SET EXERCISE - Rewrite the data below, replacing each "Locates" with "Finds" and keeping everything else the same.

* START RECORDS *

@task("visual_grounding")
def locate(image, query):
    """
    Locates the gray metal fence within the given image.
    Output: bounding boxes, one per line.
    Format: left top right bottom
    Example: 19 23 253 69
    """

* END RECORDS *

ANSWER IN FULL -
@task("visual_grounding")
def locate(image, query):
    """
    Finds the gray metal fence within the given image.
    Output: bounding boxes, one per line.
    Format: left top right bottom
    Example: 19 23 253 69
    """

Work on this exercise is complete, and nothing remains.